> _課題について_
乳がん生存者のフィットネスと免疫応答に関する記事を、最後の文の後から書き継ぐこと。

=== 提示文 ===

2022.5.2
, EurekAlert より:
適度なフィットネスの改善によって、乳がんが化学療法がもたらす自然免疫への副作用に対する保護効果が期待できるかもしれない、という米国オハイオ州立大学からの研究報告。
研究チームは、158名の乳がん生存者を対象に、腸チフスワクチンへの免疫応答を調べる二重盲検ランダム化プラセボ対照クロスオーバー臨床試験を実施した。
158人の閉経後参加者のうち、108人は研究が始まる前の1年から10年の間に化学療法を受けていた。研究者らは、腹部脂肪組成に基づいて中心性肥満について女性を評価し、エアロバイクに乗っている間の最大酸素消費量に基づいて心肺フィットネスレベルを評価した。
腸チフスワクチンの均一投与はモデル免疫チャレンジとして機能した。参加者は、2回の訪問の間にワクチンまたはプラセボのいずれかを受け、予想通り、ワクチンはプラセボよりも有意に高い炎症反応を示した。

=== 提供された一覧 ===

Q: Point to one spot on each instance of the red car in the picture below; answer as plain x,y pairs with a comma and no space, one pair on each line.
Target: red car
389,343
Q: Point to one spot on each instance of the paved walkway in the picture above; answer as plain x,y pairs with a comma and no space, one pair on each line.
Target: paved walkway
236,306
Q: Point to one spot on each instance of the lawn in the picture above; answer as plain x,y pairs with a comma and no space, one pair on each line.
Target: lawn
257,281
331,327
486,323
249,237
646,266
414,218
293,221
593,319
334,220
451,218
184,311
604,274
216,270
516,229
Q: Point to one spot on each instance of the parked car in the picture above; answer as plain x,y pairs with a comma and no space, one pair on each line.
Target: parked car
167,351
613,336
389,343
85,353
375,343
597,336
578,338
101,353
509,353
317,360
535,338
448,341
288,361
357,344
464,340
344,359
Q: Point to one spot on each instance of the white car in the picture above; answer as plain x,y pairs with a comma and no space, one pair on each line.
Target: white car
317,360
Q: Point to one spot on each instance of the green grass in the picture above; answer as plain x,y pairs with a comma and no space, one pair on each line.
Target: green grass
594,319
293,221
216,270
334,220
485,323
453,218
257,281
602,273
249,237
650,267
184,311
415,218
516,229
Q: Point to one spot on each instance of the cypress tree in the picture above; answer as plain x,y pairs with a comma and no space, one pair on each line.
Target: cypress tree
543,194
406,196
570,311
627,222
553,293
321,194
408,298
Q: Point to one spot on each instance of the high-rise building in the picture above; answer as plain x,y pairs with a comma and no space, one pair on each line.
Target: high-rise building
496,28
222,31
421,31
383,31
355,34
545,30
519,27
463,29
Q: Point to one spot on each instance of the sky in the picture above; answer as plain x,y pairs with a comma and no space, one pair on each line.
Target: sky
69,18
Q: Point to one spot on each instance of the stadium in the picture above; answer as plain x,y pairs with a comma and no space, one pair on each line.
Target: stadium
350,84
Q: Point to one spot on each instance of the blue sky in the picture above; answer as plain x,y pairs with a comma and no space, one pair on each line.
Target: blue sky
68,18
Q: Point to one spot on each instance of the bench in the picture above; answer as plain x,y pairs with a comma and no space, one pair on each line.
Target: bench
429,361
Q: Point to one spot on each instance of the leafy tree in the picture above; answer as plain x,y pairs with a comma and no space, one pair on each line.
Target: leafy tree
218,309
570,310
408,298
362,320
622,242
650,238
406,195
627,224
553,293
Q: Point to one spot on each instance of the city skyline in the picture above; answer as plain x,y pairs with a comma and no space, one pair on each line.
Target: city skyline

===

> _以下の回答_
ワクチン接種後7時間半の参加者の自然免疫応答を測定するために、研究者らは、90分ごとに採取した採血中の2つの炎症誘発性たんぱく質、IL-6とIL-1Ra、のレベルと白血球を測定し、予防接種前のレベルと比較した。
参加者の炎症マーカーのベースラインにおける違いを調整した結果、過去の化学療法、腹部肥満の増加、低いフィットネスレベルは、IL-6と白血球の反応の低下と関連していることが示された。以前の化学療法に最も強い影響があり、化学療法を受けなかった参加者に比べて、IL-6および白血球はそれぞれ44%および35%低かった。この効果は、女性がどれくらい前に治療を受けたかに関係なく一貫していた。
けれども、平均をわずかに上回るフィットネスレベルは、IL-6と白血球数を少なくとも33%増加させた。
「この研究は公衆衛生的に重要と思われます。化学療法から10年経っても、乳がん生存者の自然免疫が低下する可能性があるという認識が高まります。そしてほぼすべての人が毎日の散歩に従事すること、あるいはより少なく座ることによって、健康が改善する可能性があるということです」と筆頭著者のジャニス・キーコルト=グレーザー教授はコメントしている。